I get around all of this with my spamassassin install.

I use fetchmail to pull mail from various accounts, and dump em through spamassassin, and then to courier to be served back up again.

I don't run SMTP services on my box.

I use SSMTP (Comes with vcron) to redirect the servers SMTP traffic to my ISP's SMTP server instead.  This way, I can't be an open relay, and I don't have to deal with the headache that is sendmail/postfix/exim/etc....

You should also have your friends/family use their isp's smtp in their configs.

i.e. incoming server (Pop3/IMAP) is your server, and outgoing is their ISP's SMTP.  This will work for all but the most anal ISP's.

Unless you are receiving mail for a domain that's only on that server, this is an easy way to avoid this all together.

-Torg

----------

## Forse

 *Torg wrote:*   

> I get around all of this with my spamassassin install.
> 
> I use fetchmail to pull mail from various accounts, and dump em through spamassassin, and then to courier to be served back up again.
> 
> I don't run SMTP services on my box.
> ...

 

ooo...thnx but how do I get my stupido Postfix to trust everyone (sounds so corn...)???

* **Stored data**
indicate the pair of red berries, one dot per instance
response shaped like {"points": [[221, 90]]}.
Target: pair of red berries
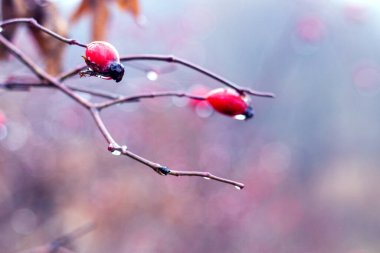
{"points": [[103, 61], [231, 103]]}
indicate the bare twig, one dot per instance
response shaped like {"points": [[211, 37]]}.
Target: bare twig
{"points": [[173, 59], [51, 82]]}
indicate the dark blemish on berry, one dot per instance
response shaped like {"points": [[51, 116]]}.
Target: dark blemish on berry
{"points": [[116, 71]]}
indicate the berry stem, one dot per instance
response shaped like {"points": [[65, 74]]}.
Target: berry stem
{"points": [[49, 81]]}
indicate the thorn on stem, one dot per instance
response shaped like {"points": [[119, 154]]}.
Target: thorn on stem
{"points": [[163, 170]]}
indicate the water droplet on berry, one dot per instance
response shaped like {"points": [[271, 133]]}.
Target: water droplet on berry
{"points": [[203, 109], [116, 152], [240, 117], [152, 75]]}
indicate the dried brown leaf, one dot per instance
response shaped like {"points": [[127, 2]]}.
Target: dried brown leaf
{"points": [[51, 49]]}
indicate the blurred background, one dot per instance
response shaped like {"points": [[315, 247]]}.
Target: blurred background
{"points": [[309, 159]]}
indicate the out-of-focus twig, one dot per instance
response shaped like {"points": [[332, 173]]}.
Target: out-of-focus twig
{"points": [[47, 80]]}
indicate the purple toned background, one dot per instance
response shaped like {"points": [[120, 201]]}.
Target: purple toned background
{"points": [[309, 159]]}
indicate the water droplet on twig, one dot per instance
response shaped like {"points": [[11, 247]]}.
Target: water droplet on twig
{"points": [[116, 152]]}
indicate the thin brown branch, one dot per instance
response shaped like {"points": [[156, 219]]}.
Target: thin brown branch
{"points": [[164, 171], [27, 85], [173, 59], [94, 109], [40, 73], [34, 23]]}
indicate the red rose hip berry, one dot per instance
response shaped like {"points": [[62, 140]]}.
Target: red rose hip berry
{"points": [[103, 60], [229, 102]]}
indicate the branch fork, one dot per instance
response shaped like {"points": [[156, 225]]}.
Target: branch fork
{"points": [[47, 81]]}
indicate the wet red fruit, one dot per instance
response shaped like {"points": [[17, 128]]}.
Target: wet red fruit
{"points": [[230, 102], [103, 60]]}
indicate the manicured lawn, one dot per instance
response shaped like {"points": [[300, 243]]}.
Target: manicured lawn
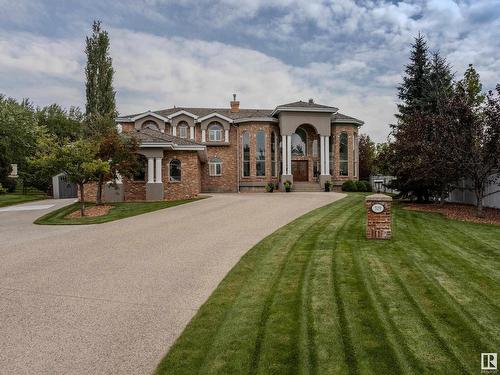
{"points": [[119, 211], [16, 198], [316, 297]]}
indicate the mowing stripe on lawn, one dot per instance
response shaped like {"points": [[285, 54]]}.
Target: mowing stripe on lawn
{"points": [[316, 297]]}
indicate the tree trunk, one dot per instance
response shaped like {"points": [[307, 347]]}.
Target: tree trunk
{"points": [[100, 182], [82, 201]]}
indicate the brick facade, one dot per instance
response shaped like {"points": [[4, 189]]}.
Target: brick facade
{"points": [[195, 167], [190, 184]]}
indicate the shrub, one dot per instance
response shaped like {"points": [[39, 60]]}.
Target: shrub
{"points": [[9, 184], [349, 185]]}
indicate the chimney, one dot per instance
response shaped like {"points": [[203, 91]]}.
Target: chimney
{"points": [[235, 105]]}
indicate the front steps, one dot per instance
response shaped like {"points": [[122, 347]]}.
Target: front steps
{"points": [[304, 186]]}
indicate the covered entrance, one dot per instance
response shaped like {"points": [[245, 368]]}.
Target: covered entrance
{"points": [[300, 170]]}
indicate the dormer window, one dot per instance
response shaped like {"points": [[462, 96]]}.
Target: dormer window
{"points": [[150, 125], [215, 132], [183, 130]]}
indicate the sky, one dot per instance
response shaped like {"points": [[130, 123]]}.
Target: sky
{"points": [[194, 53]]}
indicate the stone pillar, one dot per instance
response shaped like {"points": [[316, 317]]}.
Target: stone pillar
{"points": [[151, 170], [286, 159], [289, 154], [378, 216], [158, 177], [283, 154]]}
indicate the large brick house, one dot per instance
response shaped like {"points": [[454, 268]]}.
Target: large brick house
{"points": [[186, 151]]}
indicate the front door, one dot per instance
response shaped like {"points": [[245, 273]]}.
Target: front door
{"points": [[299, 170]]}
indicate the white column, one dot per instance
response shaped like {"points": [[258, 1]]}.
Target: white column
{"points": [[283, 154], [289, 154], [327, 154], [322, 154], [158, 178], [151, 170]]}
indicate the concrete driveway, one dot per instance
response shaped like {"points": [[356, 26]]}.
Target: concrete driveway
{"points": [[112, 298]]}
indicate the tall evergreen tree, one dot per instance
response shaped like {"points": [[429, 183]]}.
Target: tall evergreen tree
{"points": [[99, 72], [472, 88], [413, 91]]}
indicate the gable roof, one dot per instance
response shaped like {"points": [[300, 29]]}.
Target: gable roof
{"points": [[151, 136], [249, 114], [309, 104]]}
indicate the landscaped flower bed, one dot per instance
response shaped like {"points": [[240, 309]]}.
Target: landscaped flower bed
{"points": [[461, 212]]}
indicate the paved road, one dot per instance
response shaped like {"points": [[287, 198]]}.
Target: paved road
{"points": [[112, 298]]}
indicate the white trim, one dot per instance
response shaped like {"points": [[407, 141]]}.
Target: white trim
{"points": [[303, 109], [182, 112], [215, 114], [149, 113], [289, 154], [348, 121], [151, 170], [256, 119], [283, 154], [158, 175], [173, 146]]}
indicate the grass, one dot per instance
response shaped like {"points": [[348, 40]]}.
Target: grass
{"points": [[316, 297], [10, 199], [119, 211]]}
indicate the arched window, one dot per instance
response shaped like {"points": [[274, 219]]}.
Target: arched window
{"points": [[343, 154], [183, 129], [215, 167], [150, 125], [140, 171], [299, 142], [246, 154], [274, 141], [215, 131], [174, 168], [260, 153]]}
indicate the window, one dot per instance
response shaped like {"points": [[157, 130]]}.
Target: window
{"points": [[183, 128], [215, 167], [174, 170], [215, 131], [140, 171], [150, 125], [246, 154], [299, 141], [260, 153], [274, 140], [343, 155]]}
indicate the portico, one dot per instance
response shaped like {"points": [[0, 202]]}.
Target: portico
{"points": [[302, 128]]}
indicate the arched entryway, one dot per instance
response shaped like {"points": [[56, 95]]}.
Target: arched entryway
{"points": [[305, 153]]}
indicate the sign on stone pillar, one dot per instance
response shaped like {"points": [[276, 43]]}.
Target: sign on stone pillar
{"points": [[378, 216]]}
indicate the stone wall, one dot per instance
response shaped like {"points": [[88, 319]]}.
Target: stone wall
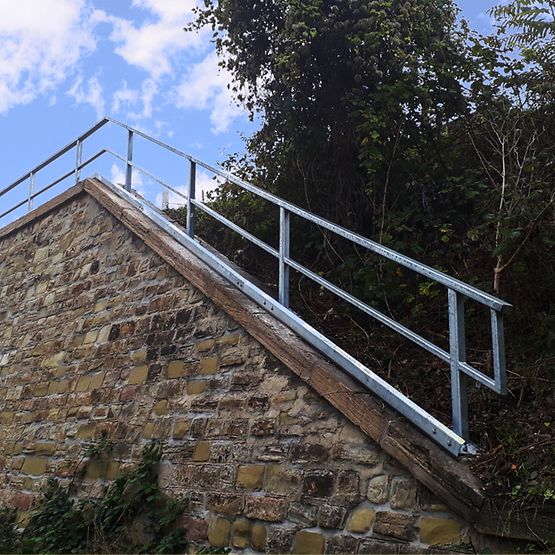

* **Aim A**
List every software program named in the mail server thread.
* **Aim B**
According to the mail server thread, what should friends and family configure as their outgoing server?
* **Aim C**
Continue the forum thread on the mail server setup from its last post.
The data are not required for any of the work here.

* **Final answer A**
spamassassin, fetchmail, courier, SSMTP, vcron, sendmail, Postfix, exim

* **Final answer B**
Their own ISP's SMTP server.

* **Final answer C**
----------

## patrickbores

 *Quote:*   

> smtpd_recipient_restrictions = permit_mynetworks, permit_sasl_authenticated, check_relay_domains

 

There's your problem. You need to have a "reject" directive at the end of your smtpd_recipient_restrictions list, or Postfix will reject all mail. Put "reject_unauth_destination" at the end of that list and see if it works.

----------

## vidigiani

Like others said, open relaying is a security hole. One alternative is to set up SSH on your box. Then just have your friends connect and tunnel to SMTP. When you tunnel you run in the context of the local host so everything will work fine, their connection will be secured by encryption, and you can allow only your friends to use the service. Furthermore, if you have a falling out with a friend it is very easy to remove them from SSH   :Laughing:  .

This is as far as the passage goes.